----- Textauszug -----
Putins fatale Echokammer

Wenn eines Tages die Geschichte des Ukrainekrieges geschrieben wird, dürfte die Schilderung der Moskauer Fehleinschätzungen vor dem Überfall am 24. Februar breiten Raum einnehmen. Russische Journalisten versuchen schon jetzt, diesen Aspekt auszuleuchten – aus dem Ausland, denn in der Heimat ist ihre Arbeit unmöglich geworden. Präsident Wladimir Putin sei sich des Sieges sicher gewesen, zitiert Roman Anin vom Investigativportal „Waschnyje Istorii“ (Wichtige Geschichten) in einer am Montag veröffentlichten Recherche einen seiner Gesprächspartner, „weil wir mit Georgien 2008 in einer Woche fertig wurden, die Krim 2014 ohne einen Schuss einnahmen und in Syrien auch recht leicht klarkamen. Und dann, im Jahr 2022, berichten alle, dass man uns in der Ukraine quasi mit Blumen erwartet. Also legte man los.“
Früher recherchierte Anin für die „Nowaja Gaseta“, sein eigenes Projekt gibt es seit 2020. Seit August 2021 gelten er, etliche seiner Kollegen sowie die in Lettland registrierte Herausgebergesellschaft von „Waschnyje Istorii“ als „ausländische Agenten“, das Medium seit Anfang März zudem als „unerwünschte Organisation“. Das ist ein faktisches Tätigkeitsverbot, denn jede Mit- und Zuarbeit ist unter hohen Strafandrohungen verboten. Außerdem ist die Website Istories.media in Russland nun wegen angeblicher Falschinformationen über den Krieg blockiert.
----- Ausgewertetes Material -----
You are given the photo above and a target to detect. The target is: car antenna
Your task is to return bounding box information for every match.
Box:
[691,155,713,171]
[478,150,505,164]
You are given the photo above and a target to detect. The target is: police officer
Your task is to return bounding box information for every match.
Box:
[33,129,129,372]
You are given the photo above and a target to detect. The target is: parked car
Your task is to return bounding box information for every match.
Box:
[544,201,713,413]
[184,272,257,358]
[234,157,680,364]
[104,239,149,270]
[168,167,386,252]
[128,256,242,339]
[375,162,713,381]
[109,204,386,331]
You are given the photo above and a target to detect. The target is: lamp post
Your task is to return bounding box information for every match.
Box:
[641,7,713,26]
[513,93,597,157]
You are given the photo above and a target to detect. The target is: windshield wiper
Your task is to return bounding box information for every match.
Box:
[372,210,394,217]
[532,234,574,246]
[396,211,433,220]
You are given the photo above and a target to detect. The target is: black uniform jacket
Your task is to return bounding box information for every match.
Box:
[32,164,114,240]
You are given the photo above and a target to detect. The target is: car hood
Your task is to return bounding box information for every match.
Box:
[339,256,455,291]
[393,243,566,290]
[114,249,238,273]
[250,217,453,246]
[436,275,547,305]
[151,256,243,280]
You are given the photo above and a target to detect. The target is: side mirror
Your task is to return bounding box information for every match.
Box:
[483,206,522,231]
-----
----- Ausgewertetes Material -----
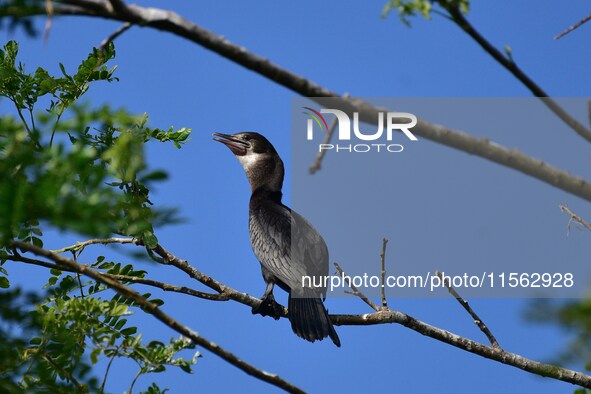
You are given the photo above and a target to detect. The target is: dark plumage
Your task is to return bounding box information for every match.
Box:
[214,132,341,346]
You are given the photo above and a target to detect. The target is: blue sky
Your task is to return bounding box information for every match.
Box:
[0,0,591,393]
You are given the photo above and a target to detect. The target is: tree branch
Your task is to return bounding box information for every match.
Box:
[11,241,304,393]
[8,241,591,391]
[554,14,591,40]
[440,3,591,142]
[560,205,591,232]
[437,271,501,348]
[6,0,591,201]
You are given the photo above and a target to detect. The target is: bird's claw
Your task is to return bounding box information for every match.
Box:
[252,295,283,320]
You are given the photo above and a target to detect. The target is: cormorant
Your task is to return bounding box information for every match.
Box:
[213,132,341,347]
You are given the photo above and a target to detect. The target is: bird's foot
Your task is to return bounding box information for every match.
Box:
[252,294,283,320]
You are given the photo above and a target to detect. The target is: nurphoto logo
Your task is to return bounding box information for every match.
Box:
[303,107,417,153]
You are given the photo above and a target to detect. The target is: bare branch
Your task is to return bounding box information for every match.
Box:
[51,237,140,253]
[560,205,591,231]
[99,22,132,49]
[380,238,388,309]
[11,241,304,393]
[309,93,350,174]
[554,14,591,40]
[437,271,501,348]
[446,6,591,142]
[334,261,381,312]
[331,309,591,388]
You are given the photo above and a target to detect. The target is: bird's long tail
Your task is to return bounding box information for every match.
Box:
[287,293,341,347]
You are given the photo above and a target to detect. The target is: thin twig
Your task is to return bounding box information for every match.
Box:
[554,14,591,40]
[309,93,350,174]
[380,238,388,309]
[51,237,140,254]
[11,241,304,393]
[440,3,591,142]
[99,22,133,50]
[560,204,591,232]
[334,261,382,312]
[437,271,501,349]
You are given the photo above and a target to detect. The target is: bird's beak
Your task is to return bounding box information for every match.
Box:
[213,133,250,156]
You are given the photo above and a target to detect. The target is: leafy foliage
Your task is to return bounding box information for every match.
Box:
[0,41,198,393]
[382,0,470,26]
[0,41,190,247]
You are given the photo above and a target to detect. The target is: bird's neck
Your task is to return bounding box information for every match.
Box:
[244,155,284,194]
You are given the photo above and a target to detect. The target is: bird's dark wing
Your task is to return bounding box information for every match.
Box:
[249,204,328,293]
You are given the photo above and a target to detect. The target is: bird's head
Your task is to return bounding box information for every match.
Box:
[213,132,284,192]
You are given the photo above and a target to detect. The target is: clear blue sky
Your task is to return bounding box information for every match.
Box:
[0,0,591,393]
-----
Aufgabe 1
Seit welchem Jahr gibt es laut Textauszug Roman Anins eigenes Projekt?
Aufgabe 2
Nennen Sie alle Länder und Gebiete, die der zitierte Gesprächspartner im Textauszug als frühere Erfolge Russlands aufführt.
Die Einträge stammen aus einer anderen Quelle als der Textauszug.

Lösung 1
Seit 2020.

Lösung 2
Georgien (2008), die Krim (2014), Syrien